> **To be done**
Reproduce each of the following lines verbatim.

> **Coordinate annotation lines**
···

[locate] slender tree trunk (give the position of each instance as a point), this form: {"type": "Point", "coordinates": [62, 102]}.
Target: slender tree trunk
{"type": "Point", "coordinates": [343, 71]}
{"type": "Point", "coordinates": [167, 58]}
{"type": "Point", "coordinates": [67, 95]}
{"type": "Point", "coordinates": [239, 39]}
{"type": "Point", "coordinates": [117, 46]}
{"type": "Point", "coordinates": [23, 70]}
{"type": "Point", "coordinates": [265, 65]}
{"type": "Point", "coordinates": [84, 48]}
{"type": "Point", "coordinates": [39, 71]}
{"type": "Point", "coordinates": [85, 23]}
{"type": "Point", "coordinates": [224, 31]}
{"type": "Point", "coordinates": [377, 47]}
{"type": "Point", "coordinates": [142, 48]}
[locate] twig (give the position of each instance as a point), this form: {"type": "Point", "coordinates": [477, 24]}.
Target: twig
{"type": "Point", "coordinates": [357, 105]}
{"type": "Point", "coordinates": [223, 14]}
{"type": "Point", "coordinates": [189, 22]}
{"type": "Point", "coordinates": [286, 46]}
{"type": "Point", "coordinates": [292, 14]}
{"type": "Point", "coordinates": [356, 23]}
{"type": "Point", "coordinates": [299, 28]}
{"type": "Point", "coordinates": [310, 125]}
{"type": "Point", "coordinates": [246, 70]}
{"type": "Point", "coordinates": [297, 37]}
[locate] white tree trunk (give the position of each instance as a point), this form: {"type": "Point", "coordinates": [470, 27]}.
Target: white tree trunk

···

> **Solution to this problem**
[locate] slender tree trunk (give the position of each instance as a point), this form: {"type": "Point", "coordinates": [62, 102]}.
Target: slender tree trunk
{"type": "Point", "coordinates": [343, 71]}
{"type": "Point", "coordinates": [167, 58]}
{"type": "Point", "coordinates": [67, 95]}
{"type": "Point", "coordinates": [239, 39]}
{"type": "Point", "coordinates": [117, 46]}
{"type": "Point", "coordinates": [23, 70]}
{"type": "Point", "coordinates": [265, 65]}
{"type": "Point", "coordinates": [84, 48]}
{"type": "Point", "coordinates": [39, 71]}
{"type": "Point", "coordinates": [85, 23]}
{"type": "Point", "coordinates": [224, 31]}
{"type": "Point", "coordinates": [377, 47]}
{"type": "Point", "coordinates": [142, 48]}
[locate] twig (give the position of each instance as a point), this form: {"type": "Point", "coordinates": [477, 24]}.
Target: twig
{"type": "Point", "coordinates": [357, 105]}
{"type": "Point", "coordinates": [223, 14]}
{"type": "Point", "coordinates": [189, 22]}
{"type": "Point", "coordinates": [286, 46]}
{"type": "Point", "coordinates": [292, 14]}
{"type": "Point", "coordinates": [356, 23]}
{"type": "Point", "coordinates": [299, 28]}
{"type": "Point", "coordinates": [310, 125]}
{"type": "Point", "coordinates": [246, 70]}
{"type": "Point", "coordinates": [297, 37]}
[locate] white tree trunk (give the position of each instance as a point), this form: {"type": "Point", "coordinates": [470, 27]}.
Target: white tree trunk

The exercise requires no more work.